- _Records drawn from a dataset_
■ ■ ■ ■
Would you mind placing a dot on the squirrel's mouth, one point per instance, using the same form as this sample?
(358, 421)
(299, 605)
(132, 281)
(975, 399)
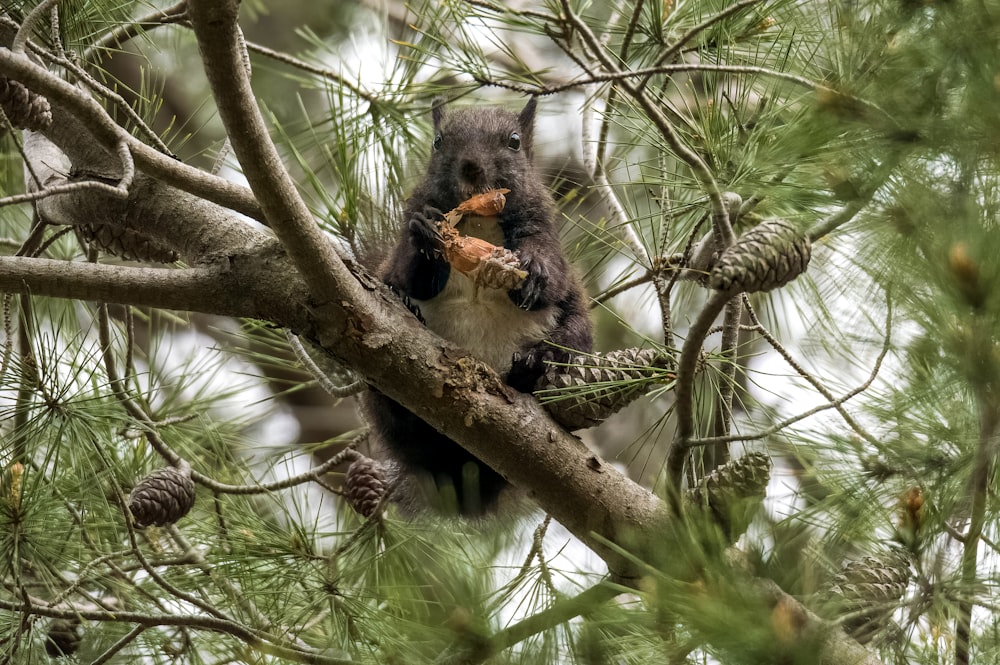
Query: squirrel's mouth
(468, 190)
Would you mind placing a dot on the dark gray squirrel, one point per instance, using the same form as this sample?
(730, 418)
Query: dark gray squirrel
(517, 331)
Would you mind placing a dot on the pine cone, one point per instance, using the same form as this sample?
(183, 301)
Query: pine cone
(573, 393)
(162, 497)
(23, 108)
(364, 485)
(128, 244)
(63, 638)
(868, 590)
(767, 256)
(733, 491)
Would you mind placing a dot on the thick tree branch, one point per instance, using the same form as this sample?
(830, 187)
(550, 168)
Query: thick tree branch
(93, 120)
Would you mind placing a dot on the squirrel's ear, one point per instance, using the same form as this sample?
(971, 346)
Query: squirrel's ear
(526, 119)
(437, 110)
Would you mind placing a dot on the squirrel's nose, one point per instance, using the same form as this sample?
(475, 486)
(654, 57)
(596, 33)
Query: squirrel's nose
(472, 172)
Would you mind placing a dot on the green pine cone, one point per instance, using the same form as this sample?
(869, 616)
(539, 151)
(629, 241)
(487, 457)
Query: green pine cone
(733, 491)
(587, 389)
(162, 497)
(127, 244)
(866, 591)
(23, 108)
(364, 485)
(767, 256)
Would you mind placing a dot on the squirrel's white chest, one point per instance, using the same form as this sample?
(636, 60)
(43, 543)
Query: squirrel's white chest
(484, 321)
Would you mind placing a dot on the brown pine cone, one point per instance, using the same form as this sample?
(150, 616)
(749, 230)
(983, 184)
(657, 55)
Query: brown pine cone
(23, 108)
(733, 491)
(63, 638)
(589, 388)
(162, 497)
(364, 485)
(868, 590)
(767, 256)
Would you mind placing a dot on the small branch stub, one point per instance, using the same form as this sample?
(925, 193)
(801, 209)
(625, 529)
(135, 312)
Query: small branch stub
(162, 497)
(63, 638)
(767, 256)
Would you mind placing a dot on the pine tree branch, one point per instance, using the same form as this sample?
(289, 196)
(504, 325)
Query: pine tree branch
(221, 46)
(90, 119)
(191, 289)
(983, 471)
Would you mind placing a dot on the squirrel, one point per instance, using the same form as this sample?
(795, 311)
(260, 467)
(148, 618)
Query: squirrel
(517, 331)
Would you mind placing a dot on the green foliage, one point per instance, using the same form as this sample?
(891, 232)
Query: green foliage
(869, 125)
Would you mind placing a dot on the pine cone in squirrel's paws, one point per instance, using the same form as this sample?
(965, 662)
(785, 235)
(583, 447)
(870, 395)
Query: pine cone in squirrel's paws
(23, 108)
(867, 591)
(63, 638)
(767, 256)
(588, 388)
(162, 497)
(364, 485)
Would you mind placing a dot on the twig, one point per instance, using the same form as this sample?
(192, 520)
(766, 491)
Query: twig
(684, 391)
(209, 623)
(33, 17)
(125, 640)
(832, 404)
(123, 33)
(215, 26)
(720, 213)
(645, 278)
(558, 613)
(693, 32)
(813, 381)
(321, 376)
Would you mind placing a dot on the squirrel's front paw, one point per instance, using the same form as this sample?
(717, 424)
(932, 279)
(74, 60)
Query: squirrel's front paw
(424, 231)
(528, 296)
(410, 305)
(528, 366)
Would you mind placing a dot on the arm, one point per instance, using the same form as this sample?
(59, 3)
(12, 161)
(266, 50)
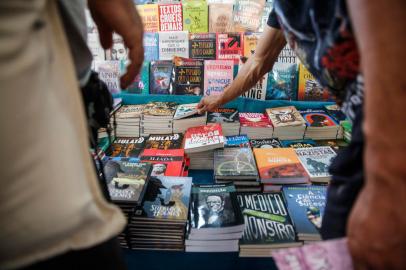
■ ■ ■ ■
Retype all of the material above line for line without changing anything, and omit the pictures.

Would you mind placing a dot on the squirrel's mouth, one point per instance, using the same form as this sample?
(358, 421)
(299, 605)
(132, 281)
(975, 399)
Query: squirrel's mouth
(468, 190)
Would you mind placing a dot on the dark gray squirrel, one point per instance, using the same form as this sample?
(730, 418)
Query: dark gray squirrel
(517, 331)
Would you mind placing a dot on the pine cone, one point per instance, using the same form as this sample?
(183, 301)
Query: pine cone
(573, 393)
(162, 497)
(23, 108)
(364, 485)
(128, 244)
(63, 638)
(868, 590)
(767, 256)
(733, 491)
Would you mind placing a dot on the thick tree branch, one point per instance, using the same form as this sample?
(830, 187)
(550, 168)
Query: thick tree branch
(93, 120)
Would you mind placing a dot on the squirrel's ear, one point per instance, using the same form as this sample?
(971, 346)
Query: squirrel's ear
(526, 119)
(437, 110)
Would you mind placing a dot on the squirrel's nose, one point per instance, using the same form as this sample?
(475, 486)
(654, 57)
(596, 33)
Query: squirrel's nose
(472, 172)
Would you mind placing a dot on the green pine cone, one point per instance, using the same form as this sample?
(869, 616)
(539, 151)
(629, 241)
(487, 457)
Query: green pine cone
(733, 491)
(587, 389)
(162, 497)
(127, 244)
(866, 591)
(23, 108)
(364, 485)
(767, 256)
Would you mind placing a dot on the squirrel's white chest, one point per instance, using the same form as this sample?
(636, 60)
(43, 543)
Query: squirrel's white chest
(484, 321)
Would you mind placing a dot on the brown pine cone, one point per instance, using the same form as this sample?
(150, 616)
(749, 230)
(983, 184)
(657, 55)
Query: brown pine cone
(23, 108)
(733, 491)
(63, 638)
(589, 388)
(162, 497)
(364, 485)
(868, 590)
(767, 256)
Would you mind placing a dot on the small branch stub, one point per instance, using the same form as this sample?
(925, 193)
(801, 209)
(625, 529)
(135, 312)
Query: small branch stub
(162, 497)
(63, 638)
(767, 256)
Would you mind placing a dot on the pine tree branch, one point per instance, using the same form as this sample?
(289, 196)
(504, 325)
Query: pine tree branch
(221, 46)
(90, 119)
(191, 289)
(983, 471)
Would you mind placing a dot on the squirrel, one point per instance, using the same form as this sample?
(795, 311)
(260, 467)
(148, 618)
Query: squirrel
(517, 331)
Would you mind placing a dot on the green foliage, one point per instance, using the same form as this sample?
(891, 232)
Query: green foliage
(869, 125)
Would you mind placing a dot on the pine cone in squirrel's paws, one point per instance, using the same form as this sample?
(965, 662)
(785, 235)
(583, 447)
(870, 395)
Query: pine cone in squirrel's paws
(23, 108)
(867, 591)
(63, 638)
(767, 256)
(588, 388)
(162, 497)
(364, 485)
Would you mind placing a dot on the twig, one point per instance, using the same form as this sample?
(192, 520)
(766, 491)
Query: twig
(684, 391)
(209, 623)
(33, 17)
(125, 640)
(832, 404)
(123, 33)
(215, 26)
(720, 213)
(645, 278)
(558, 613)
(693, 32)
(813, 381)
(321, 376)
Would you mind placing a dot on the squirrel's front paw, one point per instance, using the same form as this sample?
(717, 424)
(932, 279)
(74, 60)
Query: squirrel's front paw
(424, 231)
(528, 296)
(410, 305)
(528, 366)
Would you mind placing a dot on the arm, one point per instance, using the same form as this sample?
(59, 3)
(12, 161)
(266, 50)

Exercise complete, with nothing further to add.